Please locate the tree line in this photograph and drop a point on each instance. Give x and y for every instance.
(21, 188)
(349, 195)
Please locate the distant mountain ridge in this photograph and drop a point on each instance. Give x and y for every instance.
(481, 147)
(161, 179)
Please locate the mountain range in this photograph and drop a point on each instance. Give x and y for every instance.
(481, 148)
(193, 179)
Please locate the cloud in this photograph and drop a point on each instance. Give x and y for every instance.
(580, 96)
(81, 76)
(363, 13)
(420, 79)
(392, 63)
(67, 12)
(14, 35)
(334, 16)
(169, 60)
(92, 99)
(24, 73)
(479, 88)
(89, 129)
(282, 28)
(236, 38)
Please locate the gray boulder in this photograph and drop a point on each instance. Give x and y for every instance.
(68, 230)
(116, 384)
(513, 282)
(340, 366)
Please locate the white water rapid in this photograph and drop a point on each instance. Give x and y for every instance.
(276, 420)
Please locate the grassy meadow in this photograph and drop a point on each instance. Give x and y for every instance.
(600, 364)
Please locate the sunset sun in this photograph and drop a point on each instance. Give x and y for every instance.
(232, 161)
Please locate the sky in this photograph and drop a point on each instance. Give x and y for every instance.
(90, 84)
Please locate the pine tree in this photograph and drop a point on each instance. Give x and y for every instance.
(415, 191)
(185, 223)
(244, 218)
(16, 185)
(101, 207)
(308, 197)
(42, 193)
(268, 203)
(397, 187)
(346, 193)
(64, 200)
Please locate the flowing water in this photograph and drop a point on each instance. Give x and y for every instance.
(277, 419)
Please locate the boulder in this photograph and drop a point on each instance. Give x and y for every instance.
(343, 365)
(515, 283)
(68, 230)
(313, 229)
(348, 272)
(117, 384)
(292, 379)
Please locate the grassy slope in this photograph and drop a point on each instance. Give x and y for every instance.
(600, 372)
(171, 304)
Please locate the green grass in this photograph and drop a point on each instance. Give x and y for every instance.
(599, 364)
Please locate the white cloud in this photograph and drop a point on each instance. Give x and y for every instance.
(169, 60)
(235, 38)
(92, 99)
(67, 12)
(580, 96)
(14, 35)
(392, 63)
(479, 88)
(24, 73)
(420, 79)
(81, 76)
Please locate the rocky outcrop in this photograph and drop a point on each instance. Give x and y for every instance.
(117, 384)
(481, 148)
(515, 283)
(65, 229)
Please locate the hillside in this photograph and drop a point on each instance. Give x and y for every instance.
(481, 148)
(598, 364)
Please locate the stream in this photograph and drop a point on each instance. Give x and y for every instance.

◆ Exercise aim ◆
Repeat the material from above exactly, word for word.

◆ Result of this exercise ◆
Please locate the tree line in this photograph and drop a point on each instance. Give x and y for every instance.
(21, 188)
(349, 195)
Please locate the distant mountain ridge in this photograph and drop a point on each instance. Give x and y for every instance.
(481, 147)
(161, 179)
Please locate the mountain range in this photograph and drop a point on each instance. Give x and y for every instance.
(481, 148)
(193, 179)
Please locate the cloud in this photograph and drop a point on each instance. Give x and y for every instance.
(580, 96)
(81, 76)
(363, 13)
(420, 79)
(392, 63)
(67, 12)
(14, 35)
(334, 16)
(169, 60)
(92, 99)
(24, 73)
(479, 88)
(89, 129)
(282, 28)
(236, 38)
Please locate the gray boulder in this photograph and drop a point on each instance. Give x and y for every instance.
(68, 230)
(116, 384)
(513, 282)
(340, 366)
Please locate the white water rapid in this photograph and drop a point on each instance. Give x and y for every instance.
(276, 420)
Please locate the grassy meadow in this photograph and drop a point on each instance. Give x and y for every instance.
(600, 364)
Please locate the sunset sun in this photograph and drop a point on each instance. Give x and y for every instance.
(232, 161)
Please locate the sky in this photograph and drop a point on each instance. Give x and y for every instance.
(90, 84)
Please locate the pine tree in this photograph and drop a point on each instance. Give x and y for every instance.
(415, 191)
(185, 223)
(244, 218)
(16, 185)
(101, 207)
(308, 197)
(42, 193)
(268, 203)
(397, 187)
(346, 193)
(64, 200)
Please locate the flowing water in this photograph and drop a point on each instance. Give x and y for every instance.
(277, 419)
Please locate the boulder in this photograph and drop a point on each instance. Give x and y for every instance.
(343, 365)
(515, 283)
(68, 230)
(313, 229)
(348, 272)
(117, 384)
(292, 379)
Please locate the grassy slope in this photograph and drop a point on each instance. Give x and y for every instance.
(600, 372)
(171, 304)
Please locate the green grass in this photograph and drop a point on each instance. Give x and y for every instance.
(599, 364)
Please locate the white cloud in this photograph and drop a point on each instance. Give x and y for every instance.
(169, 60)
(235, 38)
(92, 99)
(67, 12)
(580, 96)
(14, 35)
(392, 63)
(479, 88)
(24, 73)
(420, 79)
(81, 76)
Please locate the rocky outcrop in this photograph and drop a point on each instance. Give x and y for every instance.
(117, 384)
(481, 148)
(515, 283)
(65, 229)
Please locate the hillside in this photograph and drop a point on each instance. Give x and y for every instance.
(481, 148)
(598, 364)
Please locate the stream in this photograph and drop a point on each instance. Give x and y for every instance.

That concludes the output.